- Aim -
Arrange the records as a Markdown table with the columns "Row" and "Entry", numbering each row and leaving out blank lines. Include only the lines starting at the one containing "[outline] dormer window, per instance" and ending at the one containing "[[[84,94],[89,94],[89,81],[83,81],[84,83]]]".

- Dataset rows -
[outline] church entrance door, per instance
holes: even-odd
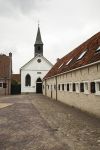
[[[36,93],[42,93],[42,80],[38,78],[36,81]]]

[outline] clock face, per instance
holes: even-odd
[[[41,62],[41,59],[38,59],[37,62],[40,63],[40,62]]]

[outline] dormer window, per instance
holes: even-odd
[[[66,65],[68,65],[71,61],[72,61],[72,58],[66,63]]]
[[[82,58],[83,58],[83,56],[85,55],[85,53],[86,53],[86,51],[82,52],[82,53],[80,54],[80,56],[77,58],[77,60],[82,59]]]
[[[96,52],[100,52],[100,46],[96,49]]]

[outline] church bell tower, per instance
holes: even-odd
[[[43,42],[41,39],[40,27],[38,25],[36,41],[34,44],[34,56],[36,57],[39,54],[43,56]]]

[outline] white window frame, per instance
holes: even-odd
[[[76,93],[80,93],[80,82],[75,82]]]
[[[73,92],[73,84],[72,84],[72,82],[69,82],[69,92]]]
[[[96,49],[96,52],[99,52],[100,51],[100,46],[98,46],[98,48]]]
[[[3,82],[0,82],[2,84],[2,86],[0,88],[3,88]]]
[[[87,51],[83,51],[80,56],[77,58],[77,60],[80,60],[84,57],[84,55],[86,54]]]
[[[67,91],[67,84],[64,84],[64,91]]]
[[[96,90],[95,95],[100,95],[100,89],[99,89],[100,88],[99,87],[100,86],[99,85],[100,84],[100,79],[95,80],[94,82],[95,82],[95,90]]]
[[[84,94],[89,94],[89,81],[83,81],[84,83]]]

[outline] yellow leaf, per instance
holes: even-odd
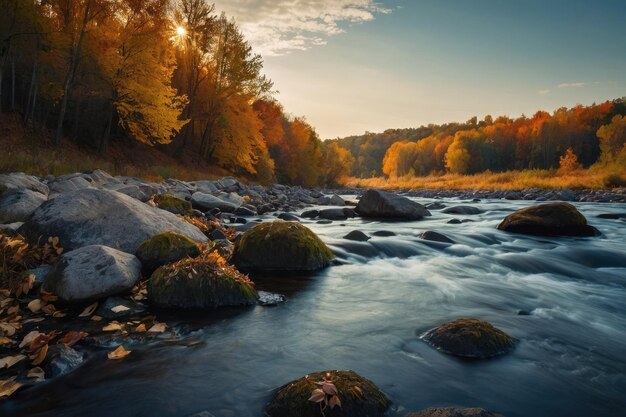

- Task result -
| Row | Entry |
|---|---|
| 1 | [outline] dormer window, per instance |
| 2 | holes: even-odd |
| 3 | [[[66,65],[68,65],[71,61],[72,61],[72,58],[66,63]]] |
| 4 | [[[82,58],[83,58],[83,56],[85,55],[85,53],[86,53],[86,51],[82,52],[82,53],[80,54],[80,56],[77,58],[77,60],[82,59]]] |
| 5 | [[[96,52],[100,52],[100,46],[96,49]]] |
| 6 | [outline] church bell tower, per instance |
| 7 | holes: even-odd |
| 8 | [[[43,42],[41,39],[40,27],[38,25],[36,41],[34,44],[34,56],[36,57],[39,54],[43,56]]] |
| 9 | [outline] white window frame, per instance |
| 10 | holes: even-odd |
| 11 | [[[76,93],[80,93],[80,82],[75,82]]] |
| 12 | [[[73,92],[73,84],[72,84],[72,82],[69,82],[69,92]]] |
| 13 | [[[96,49],[96,52],[99,52],[100,51],[100,46],[98,46],[98,48]]] |
| 14 | [[[3,82],[0,82],[2,84],[2,86],[0,88],[3,88]]] |
| 15 | [[[87,51],[83,51],[80,56],[77,58],[77,60],[80,60],[84,57],[84,55],[86,54]]] |
| 16 | [[[67,91],[67,84],[64,84],[64,91]]] |
| 17 | [[[96,90],[95,95],[100,95],[100,89],[99,89],[100,88],[99,87],[100,86],[99,85],[100,84],[100,79],[95,80],[94,82],[95,82],[95,90]]] |
| 18 | [[[84,94],[89,94],[89,81],[83,81],[84,83]]] |